## Page
In some Arduino / C++ project, I was using a custom assert() macro, that, if the assertion would fail show an error message, along with the current filename and line number. The filename was automatically retrieved using the __FILE__ macro. However, this macro returns a full path, while we only had little room to show it, so we wanted to show the filename only.

Until now, we've been storing the full filename, and when an assert was triggered we would use the strrchr function to chop off all but the last part of the filename (commonly called the "basename") and display only that. This works just fine, but it is a waste of flash memory, storing all these (mostly identical) paths. Additionally, when an assertion fails, you want to get a message out ASAP, since who knows what state your program is in.

Neither of these is really a showstopper for this particular project, but I suspected there would be some way to use C++ constexpr functions and templates to force the compiler to handle this at compiletime, and only store the basename instead of the full path. This week, I took up the challenge and made something that works, though it is not completely pretty yet.

Working out where the path ends and the basename starts is fairly easy using something like strrchr. Of course, that's a runtime version, but it is easy to do a constexpr version by implementing it recursively, which allows the compiler to evaluate these functions at compiletime.

For example, here are constexpr versions of strrchrnul(), basename() and strlen():

/**
 * Return the last occurence of c in the given string, or a pointer to
 * the trailing '\0' if the character does not occur. This should behave
 * just like the regular strrchrnul function.
 */
constexpr const char *static_strrchrnul(const char *s, char c) {
  /* C++14 version
    if (*s == '\0')
      return s;
    const char *rest = static_strrchr(s + 1, c);
    if (*rest == '\0' && *s == c)
      return s;
    return rest;
  */

  // Note that we cannot implement this while returning nullptr when the
  // char is not found, since looking at (possibly offsetted) pointer
  // values is not allowed in constexpr (not even to check for
  // null/non-null).
  return *s == '\0'
      ? s
      : (*static_strrchrnul(s + 1, c) == '\0' && *s == c)
        ? s
        : static_strrchrnul(s + 1, c);
}

/**
 * Return one past the last separator in the given path, or the start of
 * the path if it contains no separator.
 * Unlike the regular basename, this does not handle trailing separators
 * specially (so it returns an empty string if the path ends in a
 * separator).

## Tasks to carry out
a – In the post on compile-time basenames, why does static_strrchrnul return a pointer to the trailing '\0' rather than nullptr when the character isn't found? Answer in one to three sentences.
b – Please repeat everything in the compile-time basename post from "For example, here" down to "regular strrchrnul function.", word for word.
c – Carry on writing the post about computing a file's basename at compile time, picking up right after its last line.
You won't need the material that comes next.

## Stored records
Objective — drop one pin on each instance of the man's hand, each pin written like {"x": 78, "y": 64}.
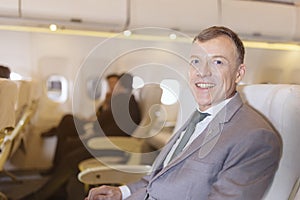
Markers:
{"x": 104, "y": 193}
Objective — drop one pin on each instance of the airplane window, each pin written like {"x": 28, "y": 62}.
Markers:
{"x": 15, "y": 76}
{"x": 57, "y": 88}
{"x": 170, "y": 91}
{"x": 137, "y": 82}
{"x": 94, "y": 88}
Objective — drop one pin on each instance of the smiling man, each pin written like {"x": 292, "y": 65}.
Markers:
{"x": 230, "y": 152}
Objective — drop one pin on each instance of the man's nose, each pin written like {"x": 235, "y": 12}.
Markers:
{"x": 204, "y": 70}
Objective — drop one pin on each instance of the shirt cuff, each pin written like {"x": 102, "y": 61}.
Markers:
{"x": 125, "y": 191}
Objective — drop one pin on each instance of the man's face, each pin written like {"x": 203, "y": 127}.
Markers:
{"x": 214, "y": 71}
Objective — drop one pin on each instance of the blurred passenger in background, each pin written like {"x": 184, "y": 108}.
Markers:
{"x": 119, "y": 115}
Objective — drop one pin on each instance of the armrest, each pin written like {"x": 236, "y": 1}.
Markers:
{"x": 114, "y": 174}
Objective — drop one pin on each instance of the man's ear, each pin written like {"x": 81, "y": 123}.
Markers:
{"x": 240, "y": 73}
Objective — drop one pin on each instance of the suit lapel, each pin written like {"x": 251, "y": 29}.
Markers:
{"x": 158, "y": 164}
{"x": 207, "y": 140}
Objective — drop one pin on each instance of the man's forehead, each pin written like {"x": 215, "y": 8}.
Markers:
{"x": 198, "y": 51}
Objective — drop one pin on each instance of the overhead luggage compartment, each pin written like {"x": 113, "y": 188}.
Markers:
{"x": 9, "y": 8}
{"x": 265, "y": 19}
{"x": 106, "y": 14}
{"x": 186, "y": 16}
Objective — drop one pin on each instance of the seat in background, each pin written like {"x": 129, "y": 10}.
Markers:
{"x": 280, "y": 104}
{"x": 8, "y": 93}
{"x": 150, "y": 105}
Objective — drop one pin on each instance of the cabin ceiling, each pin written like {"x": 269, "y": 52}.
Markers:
{"x": 265, "y": 19}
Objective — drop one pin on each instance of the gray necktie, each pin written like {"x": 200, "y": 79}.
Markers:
{"x": 197, "y": 117}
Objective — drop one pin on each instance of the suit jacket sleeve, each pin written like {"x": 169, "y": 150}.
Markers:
{"x": 249, "y": 168}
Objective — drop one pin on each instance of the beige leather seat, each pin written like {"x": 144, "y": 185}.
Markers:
{"x": 280, "y": 104}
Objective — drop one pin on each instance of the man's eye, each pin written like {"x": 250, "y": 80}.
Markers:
{"x": 195, "y": 61}
{"x": 218, "y": 62}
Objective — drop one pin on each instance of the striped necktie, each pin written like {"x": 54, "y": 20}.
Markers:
{"x": 197, "y": 117}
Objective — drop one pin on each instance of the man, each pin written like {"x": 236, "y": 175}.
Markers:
{"x": 233, "y": 152}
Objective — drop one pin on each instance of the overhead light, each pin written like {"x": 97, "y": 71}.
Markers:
{"x": 172, "y": 36}
{"x": 127, "y": 33}
{"x": 53, "y": 27}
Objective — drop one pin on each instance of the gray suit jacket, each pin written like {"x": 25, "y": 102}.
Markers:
{"x": 235, "y": 157}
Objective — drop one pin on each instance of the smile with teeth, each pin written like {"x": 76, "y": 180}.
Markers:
{"x": 205, "y": 85}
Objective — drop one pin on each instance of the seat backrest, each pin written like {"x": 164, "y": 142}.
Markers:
{"x": 150, "y": 106}
{"x": 8, "y": 96}
{"x": 24, "y": 97}
{"x": 280, "y": 104}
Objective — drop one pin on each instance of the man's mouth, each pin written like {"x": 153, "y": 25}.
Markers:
{"x": 205, "y": 85}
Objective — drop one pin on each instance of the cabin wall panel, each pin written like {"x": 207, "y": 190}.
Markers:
{"x": 108, "y": 13}
{"x": 187, "y": 16}
{"x": 9, "y": 8}
{"x": 265, "y": 19}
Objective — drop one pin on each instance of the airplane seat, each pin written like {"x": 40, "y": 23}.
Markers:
{"x": 280, "y": 104}
{"x": 8, "y": 93}
{"x": 150, "y": 106}
{"x": 94, "y": 171}
{"x": 24, "y": 97}
{"x": 23, "y": 114}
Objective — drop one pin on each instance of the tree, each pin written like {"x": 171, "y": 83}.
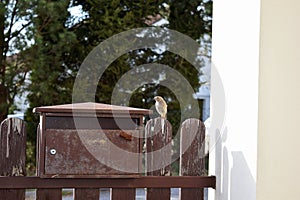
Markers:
{"x": 15, "y": 36}
{"x": 50, "y": 79}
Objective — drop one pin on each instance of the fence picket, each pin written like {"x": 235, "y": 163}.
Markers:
{"x": 158, "y": 133}
{"x": 12, "y": 154}
{"x": 192, "y": 161}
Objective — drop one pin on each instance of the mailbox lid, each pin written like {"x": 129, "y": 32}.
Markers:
{"x": 91, "y": 107}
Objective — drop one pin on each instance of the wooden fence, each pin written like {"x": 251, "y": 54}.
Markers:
{"x": 13, "y": 179}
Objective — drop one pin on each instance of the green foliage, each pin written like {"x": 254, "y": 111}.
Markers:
{"x": 15, "y": 32}
{"x": 61, "y": 44}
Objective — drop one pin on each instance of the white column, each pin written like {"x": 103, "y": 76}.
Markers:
{"x": 279, "y": 101}
{"x": 235, "y": 70}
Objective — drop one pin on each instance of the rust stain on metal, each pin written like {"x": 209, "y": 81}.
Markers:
{"x": 126, "y": 136}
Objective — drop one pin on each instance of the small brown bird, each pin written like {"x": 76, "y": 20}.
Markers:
{"x": 161, "y": 106}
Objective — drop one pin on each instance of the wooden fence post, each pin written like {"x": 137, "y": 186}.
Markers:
{"x": 12, "y": 154}
{"x": 158, "y": 134}
{"x": 192, "y": 161}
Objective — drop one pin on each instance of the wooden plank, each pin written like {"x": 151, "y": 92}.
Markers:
{"x": 48, "y": 194}
{"x": 83, "y": 194}
{"x": 123, "y": 193}
{"x": 137, "y": 182}
{"x": 158, "y": 134}
{"x": 192, "y": 156}
{"x": 12, "y": 154}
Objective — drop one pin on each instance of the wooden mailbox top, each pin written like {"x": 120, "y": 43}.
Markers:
{"x": 90, "y": 107}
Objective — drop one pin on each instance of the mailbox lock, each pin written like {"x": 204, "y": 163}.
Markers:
{"x": 52, "y": 151}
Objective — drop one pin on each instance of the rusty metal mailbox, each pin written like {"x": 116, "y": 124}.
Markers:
{"x": 89, "y": 140}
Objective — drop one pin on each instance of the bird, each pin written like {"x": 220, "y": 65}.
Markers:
{"x": 161, "y": 106}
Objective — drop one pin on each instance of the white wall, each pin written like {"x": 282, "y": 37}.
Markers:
{"x": 279, "y": 101}
{"x": 235, "y": 58}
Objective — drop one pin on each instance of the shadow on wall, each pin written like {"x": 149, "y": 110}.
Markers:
{"x": 238, "y": 179}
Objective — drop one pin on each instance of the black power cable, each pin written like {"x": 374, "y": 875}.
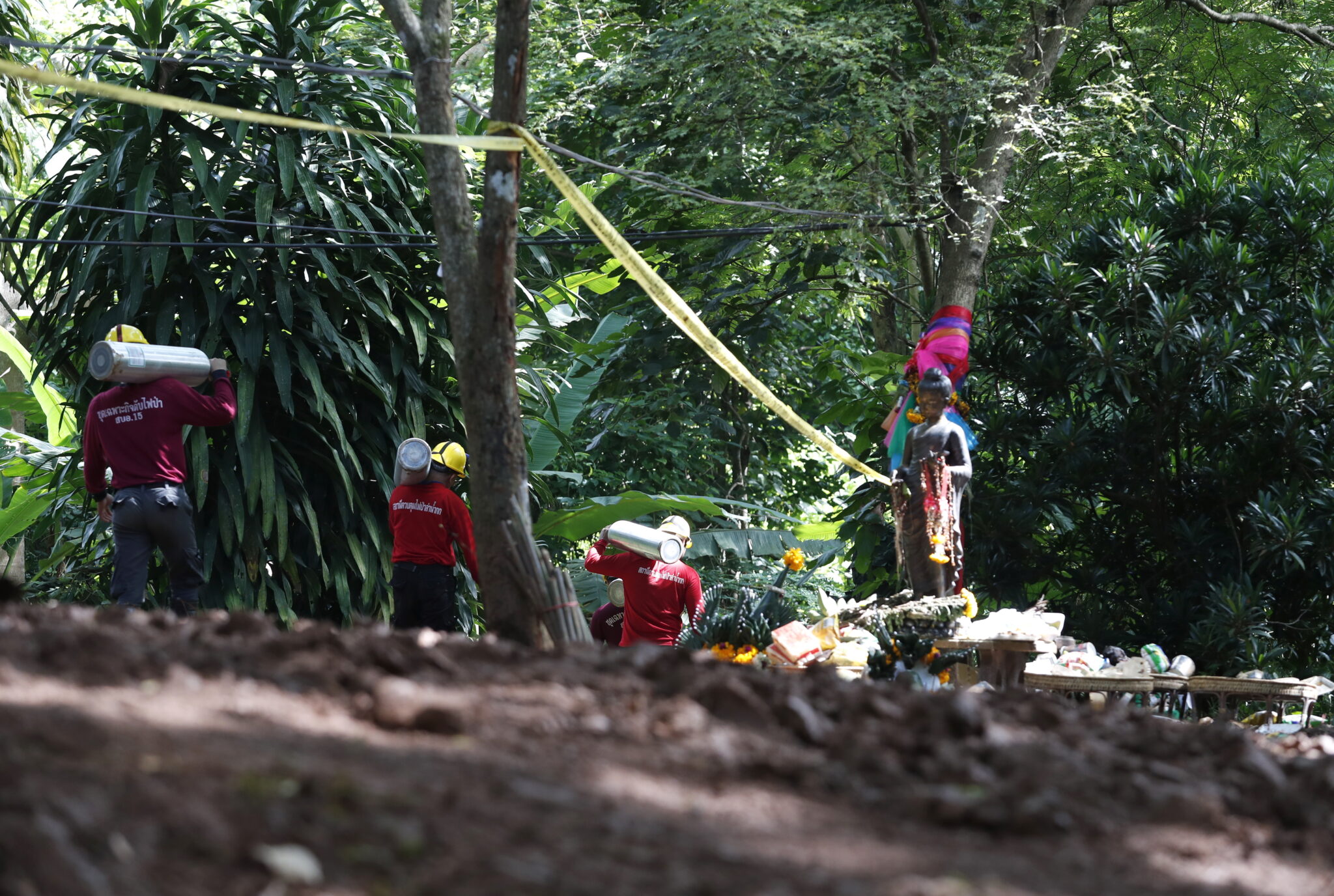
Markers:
{"x": 524, "y": 240}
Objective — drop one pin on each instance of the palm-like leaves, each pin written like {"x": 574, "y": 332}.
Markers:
{"x": 338, "y": 352}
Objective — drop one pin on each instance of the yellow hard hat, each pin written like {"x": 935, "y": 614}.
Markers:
{"x": 126, "y": 333}
{"x": 450, "y": 455}
{"x": 677, "y": 525}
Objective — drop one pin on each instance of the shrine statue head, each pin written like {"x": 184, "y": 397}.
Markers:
{"x": 934, "y": 393}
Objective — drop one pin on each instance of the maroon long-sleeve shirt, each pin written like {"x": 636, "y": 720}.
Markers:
{"x": 427, "y": 520}
{"x": 135, "y": 430}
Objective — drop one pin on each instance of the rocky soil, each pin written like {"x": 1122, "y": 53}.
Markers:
{"x": 147, "y": 755}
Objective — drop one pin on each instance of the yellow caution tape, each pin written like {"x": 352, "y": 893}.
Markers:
{"x": 178, "y": 104}
{"x": 675, "y": 307}
{"x": 659, "y": 292}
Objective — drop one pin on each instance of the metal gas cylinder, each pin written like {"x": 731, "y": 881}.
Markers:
{"x": 645, "y": 542}
{"x": 139, "y": 363}
{"x": 411, "y": 463}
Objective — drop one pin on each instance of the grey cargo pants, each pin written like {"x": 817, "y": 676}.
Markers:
{"x": 143, "y": 516}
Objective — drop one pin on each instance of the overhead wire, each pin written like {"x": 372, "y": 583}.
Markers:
{"x": 429, "y": 240}
{"x": 650, "y": 179}
{"x": 210, "y": 58}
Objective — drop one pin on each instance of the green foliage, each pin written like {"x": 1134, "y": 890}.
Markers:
{"x": 738, "y": 618}
{"x": 1156, "y": 423}
{"x": 14, "y": 152}
{"x": 338, "y": 354}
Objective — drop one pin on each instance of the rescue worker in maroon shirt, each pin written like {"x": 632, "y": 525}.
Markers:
{"x": 427, "y": 520}
{"x": 657, "y": 593}
{"x": 608, "y": 621}
{"x": 135, "y": 430}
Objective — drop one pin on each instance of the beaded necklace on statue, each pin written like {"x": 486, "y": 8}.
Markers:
{"x": 938, "y": 503}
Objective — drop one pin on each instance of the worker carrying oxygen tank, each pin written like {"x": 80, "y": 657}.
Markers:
{"x": 429, "y": 520}
{"x": 657, "y": 593}
{"x": 135, "y": 428}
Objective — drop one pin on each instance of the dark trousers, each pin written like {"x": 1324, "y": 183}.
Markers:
{"x": 149, "y": 516}
{"x": 425, "y": 596}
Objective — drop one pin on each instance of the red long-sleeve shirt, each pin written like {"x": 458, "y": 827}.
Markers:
{"x": 135, "y": 430}
{"x": 657, "y": 593}
{"x": 426, "y": 520}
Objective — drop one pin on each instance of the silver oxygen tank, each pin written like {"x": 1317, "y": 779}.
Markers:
{"x": 645, "y": 542}
{"x": 411, "y": 463}
{"x": 139, "y": 363}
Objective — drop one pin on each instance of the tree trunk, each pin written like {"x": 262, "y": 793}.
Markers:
{"x": 974, "y": 208}
{"x": 478, "y": 276}
{"x": 485, "y": 342}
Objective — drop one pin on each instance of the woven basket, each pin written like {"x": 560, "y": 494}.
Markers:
{"x": 1169, "y": 682}
{"x": 1249, "y": 687}
{"x": 1082, "y": 683}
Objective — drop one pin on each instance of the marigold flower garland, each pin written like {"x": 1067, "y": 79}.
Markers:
{"x": 794, "y": 559}
{"x": 728, "y": 654}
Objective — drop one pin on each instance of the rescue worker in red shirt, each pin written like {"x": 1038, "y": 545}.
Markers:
{"x": 427, "y": 520}
{"x": 657, "y": 593}
{"x": 608, "y": 621}
{"x": 135, "y": 430}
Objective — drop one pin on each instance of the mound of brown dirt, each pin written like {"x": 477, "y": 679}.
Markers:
{"x": 142, "y": 753}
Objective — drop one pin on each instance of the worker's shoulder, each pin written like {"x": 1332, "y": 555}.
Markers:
{"x": 682, "y": 570}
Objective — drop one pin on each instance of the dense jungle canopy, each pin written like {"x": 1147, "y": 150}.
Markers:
{"x": 1133, "y": 197}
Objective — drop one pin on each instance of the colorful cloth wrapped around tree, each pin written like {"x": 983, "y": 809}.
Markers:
{"x": 943, "y": 344}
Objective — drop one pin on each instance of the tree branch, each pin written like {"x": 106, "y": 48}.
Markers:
{"x": 928, "y": 30}
{"x": 1311, "y": 34}
{"x": 407, "y": 24}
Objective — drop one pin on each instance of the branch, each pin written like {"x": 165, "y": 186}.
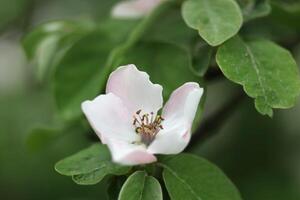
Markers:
{"x": 210, "y": 125}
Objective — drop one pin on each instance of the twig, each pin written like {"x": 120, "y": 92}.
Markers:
{"x": 210, "y": 125}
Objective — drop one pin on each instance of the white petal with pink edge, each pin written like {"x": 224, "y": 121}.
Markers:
{"x": 109, "y": 118}
{"x": 135, "y": 89}
{"x": 179, "y": 113}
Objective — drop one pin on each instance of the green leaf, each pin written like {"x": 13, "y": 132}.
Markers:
{"x": 215, "y": 20}
{"x": 266, "y": 71}
{"x": 11, "y": 11}
{"x": 253, "y": 9}
{"x": 286, "y": 13}
{"x": 46, "y": 43}
{"x": 114, "y": 187}
{"x": 81, "y": 73}
{"x": 194, "y": 178}
{"x": 202, "y": 54}
{"x": 97, "y": 175}
{"x": 90, "y": 166}
{"x": 139, "y": 186}
{"x": 177, "y": 34}
{"x": 167, "y": 64}
{"x": 43, "y": 136}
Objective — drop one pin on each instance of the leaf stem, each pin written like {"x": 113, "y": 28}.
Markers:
{"x": 210, "y": 125}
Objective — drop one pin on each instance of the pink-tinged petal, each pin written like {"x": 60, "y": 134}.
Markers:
{"x": 183, "y": 103}
{"x": 126, "y": 153}
{"x": 179, "y": 113}
{"x": 135, "y": 89}
{"x": 171, "y": 140}
{"x": 134, "y": 8}
{"x": 109, "y": 118}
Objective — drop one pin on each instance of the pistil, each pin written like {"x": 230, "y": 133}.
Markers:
{"x": 147, "y": 126}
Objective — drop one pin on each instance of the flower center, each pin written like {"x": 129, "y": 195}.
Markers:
{"x": 147, "y": 126}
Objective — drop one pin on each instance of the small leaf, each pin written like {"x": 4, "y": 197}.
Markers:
{"x": 167, "y": 64}
{"x": 114, "y": 187}
{"x": 266, "y": 71}
{"x": 194, "y": 178}
{"x": 82, "y": 72}
{"x": 45, "y": 43}
{"x": 90, "y": 166}
{"x": 139, "y": 186}
{"x": 202, "y": 55}
{"x": 253, "y": 9}
{"x": 97, "y": 175}
{"x": 215, "y": 20}
{"x": 177, "y": 34}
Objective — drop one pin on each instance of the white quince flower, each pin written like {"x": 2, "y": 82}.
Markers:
{"x": 134, "y": 8}
{"x": 126, "y": 117}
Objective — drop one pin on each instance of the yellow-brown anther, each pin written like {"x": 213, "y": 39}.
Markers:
{"x": 147, "y": 127}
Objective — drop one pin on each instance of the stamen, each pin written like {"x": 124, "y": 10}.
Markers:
{"x": 147, "y": 128}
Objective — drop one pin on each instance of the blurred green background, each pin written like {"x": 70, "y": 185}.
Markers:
{"x": 261, "y": 155}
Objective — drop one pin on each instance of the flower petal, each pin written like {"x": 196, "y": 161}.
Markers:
{"x": 179, "y": 113}
{"x": 134, "y": 8}
{"x": 109, "y": 118}
{"x": 129, "y": 154}
{"x": 135, "y": 89}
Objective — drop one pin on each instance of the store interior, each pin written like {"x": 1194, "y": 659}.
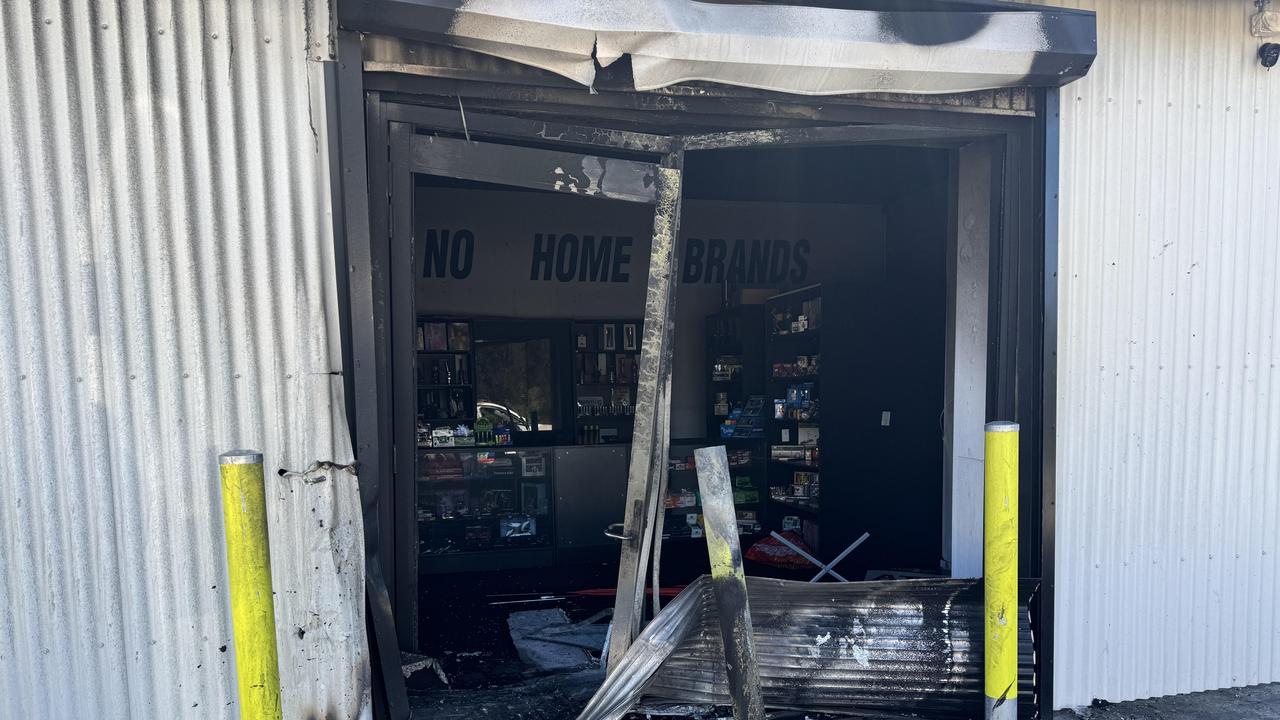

## Answers for the tasks
a – It can't return nullptr because constexpr code isn't allowed to look at pointer values, including possibly offset ones. That rules out even checking whether a pointer is null or non-null.

b –
For example, here are constexpr versions of strrchrnul(), basename() and strlen():

/**
 * Return the last occurence of c in the given string, or a pointer to
 * the trailing '\0' if the character does not occur. This should behave
 * just like the regular strrchrnul function.

c –
 */
constexpr const char *static_basename(const char *path) {
  return (*static_strrchrnul(path, '/') != '\0'
      ? static_strrchrnul(path, '/') + 1
      : path
     );
}

/** Return the length of the given string */
constexpr size_t static_strlen(const char *str) {
  return *str == '\0' ? 0 : static_strlen(str + 1) + 1;
}

So, to get the basename of the current filename, you can now write:

constexpr const char *b = static_basename(__FILE__);

However, that just gives us a pointer halfway into the full string literal. In practice, this means the full string literal will be included in the link, even though only a part of it is referenced, which voids the space savings we're hoping for (confirmed on avr-gcc 4.9.2, but I do not expect newer compiler version to be smarter about this, since the linker is involved).

To solve that, we need to create a new char array variable that contains just the part of the string that we really need. As happens more often when I look into complex C++ problems, I came across a post by Andrzej Krzemieński, which shows a technique to concatenate two constexpr strings at compiletime (his blog has a lot of great posts on similar advanced C++ topics, a recommended read!). For this, he has a similar problem: He needs to define a new variable that contains the concatenation of two constexpr strings.

For this, he uses some smart tricks using parameter packs (variadic template arguments), which allows to declare an array and set its initial value using pointer references (e.g. char foo[] = {ptr[0], ptr[1], ...}). One caveat is that the length of the resulting string is part of its type, so must be specified using a template argument. In the concatenation case, this can be easily derived from the types of the strings to concat, so that gives nice and clean code.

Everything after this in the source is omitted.